=== WRITTEN TASK ===
Exact copies are required of the lines from the line containing "Q: Place a marker on the belt" through the final line of the listing, both included, and of no other lines.

=== ENTRIES SHOWN ===
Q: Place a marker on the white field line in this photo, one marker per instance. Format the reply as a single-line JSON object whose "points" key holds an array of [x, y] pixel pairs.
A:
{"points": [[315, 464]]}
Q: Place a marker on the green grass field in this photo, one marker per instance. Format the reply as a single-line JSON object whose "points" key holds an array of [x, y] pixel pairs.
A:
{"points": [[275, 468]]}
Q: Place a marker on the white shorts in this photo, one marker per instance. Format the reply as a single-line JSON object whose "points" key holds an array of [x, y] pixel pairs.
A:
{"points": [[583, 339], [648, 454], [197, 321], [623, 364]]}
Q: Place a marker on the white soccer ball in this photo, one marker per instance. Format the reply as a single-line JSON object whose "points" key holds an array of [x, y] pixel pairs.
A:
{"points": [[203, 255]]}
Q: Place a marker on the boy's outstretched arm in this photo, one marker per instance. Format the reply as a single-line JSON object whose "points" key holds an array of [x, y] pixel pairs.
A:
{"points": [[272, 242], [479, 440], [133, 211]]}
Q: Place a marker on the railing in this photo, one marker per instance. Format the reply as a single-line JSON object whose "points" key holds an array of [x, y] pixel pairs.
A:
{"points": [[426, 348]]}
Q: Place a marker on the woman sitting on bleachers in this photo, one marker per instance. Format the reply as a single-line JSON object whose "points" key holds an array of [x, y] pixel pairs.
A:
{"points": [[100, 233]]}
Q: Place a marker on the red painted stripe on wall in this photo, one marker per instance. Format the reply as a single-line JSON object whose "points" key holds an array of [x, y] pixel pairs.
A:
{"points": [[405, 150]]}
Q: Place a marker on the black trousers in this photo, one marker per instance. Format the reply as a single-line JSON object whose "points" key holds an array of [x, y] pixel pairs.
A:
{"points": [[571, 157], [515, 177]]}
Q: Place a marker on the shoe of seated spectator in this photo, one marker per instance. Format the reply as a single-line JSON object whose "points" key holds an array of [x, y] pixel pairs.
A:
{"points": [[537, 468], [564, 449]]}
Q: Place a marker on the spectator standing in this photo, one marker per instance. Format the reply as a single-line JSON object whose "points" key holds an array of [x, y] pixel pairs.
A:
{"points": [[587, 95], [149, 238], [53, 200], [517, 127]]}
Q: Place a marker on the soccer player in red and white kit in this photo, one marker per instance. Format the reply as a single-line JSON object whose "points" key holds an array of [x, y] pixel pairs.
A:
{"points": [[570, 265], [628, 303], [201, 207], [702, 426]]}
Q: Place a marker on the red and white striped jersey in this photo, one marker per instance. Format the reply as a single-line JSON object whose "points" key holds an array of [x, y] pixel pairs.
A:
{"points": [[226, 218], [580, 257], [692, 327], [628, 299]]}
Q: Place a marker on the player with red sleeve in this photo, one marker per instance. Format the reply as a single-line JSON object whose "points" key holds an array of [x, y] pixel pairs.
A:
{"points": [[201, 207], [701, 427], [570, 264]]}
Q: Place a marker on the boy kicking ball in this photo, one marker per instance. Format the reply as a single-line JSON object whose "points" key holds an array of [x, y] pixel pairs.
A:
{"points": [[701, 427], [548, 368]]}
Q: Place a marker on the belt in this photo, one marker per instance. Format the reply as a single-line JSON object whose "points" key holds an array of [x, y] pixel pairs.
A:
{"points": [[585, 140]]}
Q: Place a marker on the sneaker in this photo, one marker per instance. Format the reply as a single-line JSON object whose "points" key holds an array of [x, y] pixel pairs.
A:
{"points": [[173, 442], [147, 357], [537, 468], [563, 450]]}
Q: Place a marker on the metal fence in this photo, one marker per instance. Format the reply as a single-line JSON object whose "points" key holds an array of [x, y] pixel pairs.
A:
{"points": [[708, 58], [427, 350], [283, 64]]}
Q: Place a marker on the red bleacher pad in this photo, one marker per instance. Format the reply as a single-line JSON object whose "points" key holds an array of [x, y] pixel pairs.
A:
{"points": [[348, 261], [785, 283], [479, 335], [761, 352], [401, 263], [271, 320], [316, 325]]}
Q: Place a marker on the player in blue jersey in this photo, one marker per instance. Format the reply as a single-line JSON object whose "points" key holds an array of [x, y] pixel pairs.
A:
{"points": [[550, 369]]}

=== ANSWER ===
Q: Place a marker on the belt in this photo, one marker per instance. Format the reply as a single-line JSON object whose "points" key holds an array of [x, y] pixel pairs.
A:
{"points": [[585, 140]]}
Q: Place a marker on the sneaker in this photo, one marker per instance. Format the reply as a single-line JSON object whose "points" key holds an array of [x, y] pixel pairs.
A:
{"points": [[173, 442], [147, 357], [537, 468], [563, 450]]}
Q: Place a marker on the metal fence in this photo, one marker per instance. Format the reply as a single-line JSON object whose "points" key holds an array of [x, y] pixel pairs.
A:
{"points": [[708, 58], [427, 350], [283, 64]]}
Q: Place a marker on the red bleacher pad in this photo, one marker per instance. Format the reply as a single-line JSON object whose "points" key holds an array of [x, y] pixel pairs.
A:
{"points": [[348, 261], [785, 283], [479, 335], [761, 352], [401, 263], [271, 320], [316, 325]]}
Q: Place a marker on the player in blue jersey in this photo, one marker per instance. Format the reply as a single-line JSON object whose "points" key holds an array of [x, y] pixel pairs.
A:
{"points": [[550, 369]]}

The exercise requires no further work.